* Stated problem
Rewrite all the records below so that each "instance" becomes "object", keeping every other part unchanged.
=====
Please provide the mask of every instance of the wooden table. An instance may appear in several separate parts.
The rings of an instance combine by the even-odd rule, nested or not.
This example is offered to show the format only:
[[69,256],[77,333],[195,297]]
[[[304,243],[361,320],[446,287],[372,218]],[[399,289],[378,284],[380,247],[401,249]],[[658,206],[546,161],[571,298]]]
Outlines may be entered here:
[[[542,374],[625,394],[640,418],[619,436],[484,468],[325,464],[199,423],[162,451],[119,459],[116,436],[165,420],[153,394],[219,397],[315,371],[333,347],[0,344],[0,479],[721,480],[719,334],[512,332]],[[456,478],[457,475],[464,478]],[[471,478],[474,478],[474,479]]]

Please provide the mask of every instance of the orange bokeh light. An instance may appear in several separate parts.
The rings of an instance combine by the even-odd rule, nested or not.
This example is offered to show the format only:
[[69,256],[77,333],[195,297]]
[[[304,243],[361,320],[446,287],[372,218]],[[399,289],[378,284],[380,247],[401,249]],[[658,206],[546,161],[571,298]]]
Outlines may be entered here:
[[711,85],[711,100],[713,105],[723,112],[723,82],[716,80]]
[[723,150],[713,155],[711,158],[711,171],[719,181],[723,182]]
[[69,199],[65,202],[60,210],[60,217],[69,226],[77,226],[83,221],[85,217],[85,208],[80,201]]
=====
* Task result
Please provide the mask of every object of the wooden table. An object may appear in several separate parts.
The rings of an object combine by the even-odd rule, nested or not.
This example is offered to show the format only:
[[69,256],[77,333],[195,297]]
[[[304,243],[361,320],[446,287],[372,218]],[[399,289],[378,284],[380,247],[401,249]],[[658,206],[546,161],[571,298]]]
Outlines may be entered here:
[[[542,374],[625,394],[640,418],[619,436],[484,468],[325,464],[199,423],[162,451],[119,459],[116,436],[165,420],[153,394],[219,397],[315,371],[333,347],[0,344],[0,479],[721,480],[719,334],[512,332]],[[456,478],[457,475],[464,478]],[[471,478],[474,478],[474,479]]]

Please provide the mask of every object of the orange bokeh light. An object may appear in several separate parts.
The rings of an object combine by the even-odd rule, nested or not.
This example is offered to show the format only:
[[69,256],[77,333],[195,297]]
[[[304,243],[361,320],[446,287],[372,218]],[[399,289],[378,284],[380,247],[401,249]],[[658,206],[546,161],[571,298]]]
Outlines may be entered here:
[[711,85],[711,100],[713,105],[723,112],[723,82],[716,80]]
[[723,150],[713,155],[711,158],[711,171],[719,181],[723,182]]
[[69,199],[65,202],[60,210],[60,217],[69,226],[77,226],[83,221],[85,217],[85,208],[80,201]]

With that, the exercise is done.